Reading text
——————————
Russian attacks in the months of May and June can be read as a part of Russia’s tactics to pressure the international community before several high-level meetings regarding Syria, including President Vladimir Putin’s meeting with US President Biden, the 16th round of the Astana talks and finally the United Nations meeting regarding the extension of the use of border crossings for humanitarian aid. 

It was expected that the attacks would slow down after those meetings. On the contrary, the attacks increased significantly and the regime and Moscow began targeting different sites, most of which were residential and infrastructure sites. It is therefore worth taking a closer look at Russia’s air strike strategy and its goals for the region. 

Intensifying attacks

Russia and the regime conducted 34 attacks during the month of May, primarily targeting civilians. While 68 percent of the targeted locations were within the de-escalation zone — where there is a deal with Turkey, 32 percent were in other locations.

In June, Russia and the regime increased the number of attacks to 66, killing 42 civilians. The ratio of hits within the de-escalation zone also rose in an obvious way: 96 percent of the targets were within the boundaries of the de-escalation zone and near Turkish Armed Forces’ locations. This was done in conjunction with Russia hinting that it may take military action on Jabal al Zawiya, an area of strategic importance.
——————————
Data extract
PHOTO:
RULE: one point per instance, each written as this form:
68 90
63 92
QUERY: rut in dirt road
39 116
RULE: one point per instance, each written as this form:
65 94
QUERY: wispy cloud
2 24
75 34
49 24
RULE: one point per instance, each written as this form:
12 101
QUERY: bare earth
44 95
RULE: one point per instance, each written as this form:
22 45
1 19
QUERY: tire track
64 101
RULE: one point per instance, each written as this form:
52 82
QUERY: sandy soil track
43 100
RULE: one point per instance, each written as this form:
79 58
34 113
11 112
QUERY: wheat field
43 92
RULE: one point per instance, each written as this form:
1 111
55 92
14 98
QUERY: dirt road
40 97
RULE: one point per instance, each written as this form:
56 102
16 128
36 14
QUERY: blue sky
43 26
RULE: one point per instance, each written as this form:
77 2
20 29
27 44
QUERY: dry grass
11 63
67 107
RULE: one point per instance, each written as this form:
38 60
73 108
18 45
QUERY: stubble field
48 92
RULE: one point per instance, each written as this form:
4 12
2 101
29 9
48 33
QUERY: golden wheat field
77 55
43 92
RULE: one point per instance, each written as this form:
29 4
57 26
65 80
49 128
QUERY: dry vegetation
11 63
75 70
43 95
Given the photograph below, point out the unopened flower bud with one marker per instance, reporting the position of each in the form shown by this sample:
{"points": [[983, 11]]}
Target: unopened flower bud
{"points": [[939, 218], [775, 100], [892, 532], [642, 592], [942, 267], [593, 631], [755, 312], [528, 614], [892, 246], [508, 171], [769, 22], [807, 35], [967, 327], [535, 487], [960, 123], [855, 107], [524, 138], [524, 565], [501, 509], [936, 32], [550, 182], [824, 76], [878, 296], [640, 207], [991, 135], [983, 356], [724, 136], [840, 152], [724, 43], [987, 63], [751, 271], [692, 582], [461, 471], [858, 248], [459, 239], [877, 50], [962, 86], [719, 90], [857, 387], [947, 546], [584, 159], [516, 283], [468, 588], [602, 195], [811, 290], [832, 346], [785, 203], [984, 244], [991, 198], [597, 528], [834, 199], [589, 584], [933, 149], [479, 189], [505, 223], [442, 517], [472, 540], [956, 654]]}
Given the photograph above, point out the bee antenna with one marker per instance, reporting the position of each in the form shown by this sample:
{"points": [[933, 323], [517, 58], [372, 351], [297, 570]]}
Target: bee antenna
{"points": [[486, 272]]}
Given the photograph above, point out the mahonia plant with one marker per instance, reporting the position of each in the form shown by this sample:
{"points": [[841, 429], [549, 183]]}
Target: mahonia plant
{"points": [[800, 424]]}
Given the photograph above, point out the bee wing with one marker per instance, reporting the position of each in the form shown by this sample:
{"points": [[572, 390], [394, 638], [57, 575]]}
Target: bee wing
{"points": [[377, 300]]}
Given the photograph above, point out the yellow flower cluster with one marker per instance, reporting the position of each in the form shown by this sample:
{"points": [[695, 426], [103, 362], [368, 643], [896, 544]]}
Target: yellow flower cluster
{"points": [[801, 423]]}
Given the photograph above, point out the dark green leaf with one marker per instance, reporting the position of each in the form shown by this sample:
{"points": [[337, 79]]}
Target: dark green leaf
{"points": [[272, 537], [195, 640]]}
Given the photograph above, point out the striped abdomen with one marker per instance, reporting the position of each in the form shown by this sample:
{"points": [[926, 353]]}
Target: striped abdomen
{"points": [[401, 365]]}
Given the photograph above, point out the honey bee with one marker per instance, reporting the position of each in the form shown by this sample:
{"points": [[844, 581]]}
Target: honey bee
——————————
Exercise set
A – Answer the following from the passage on Russian air strikes in Syria.
(i) How many attacks did Russia and the regime conduct during May?
(ii) What share of the June targets lay within the de-escalation zone?
(iii) Which round of the Astana talks does the passage mention?
B – From the passage on Russian air strikes in Syria, extract the stretch from "Intensifying attacks" through "in other locations.".

Answers for the exercise
A –
(i) 34
(ii) 96 percent
(iii) The 16th round

B –
Intensifying attacks

Russia and the regime conducted 34 attacks during the month of May, primarily targeting civilians. While 68 percent of the targeted locations were within the de-escalation zone — where there is a deal with Turkey, 32 percent were in other locations.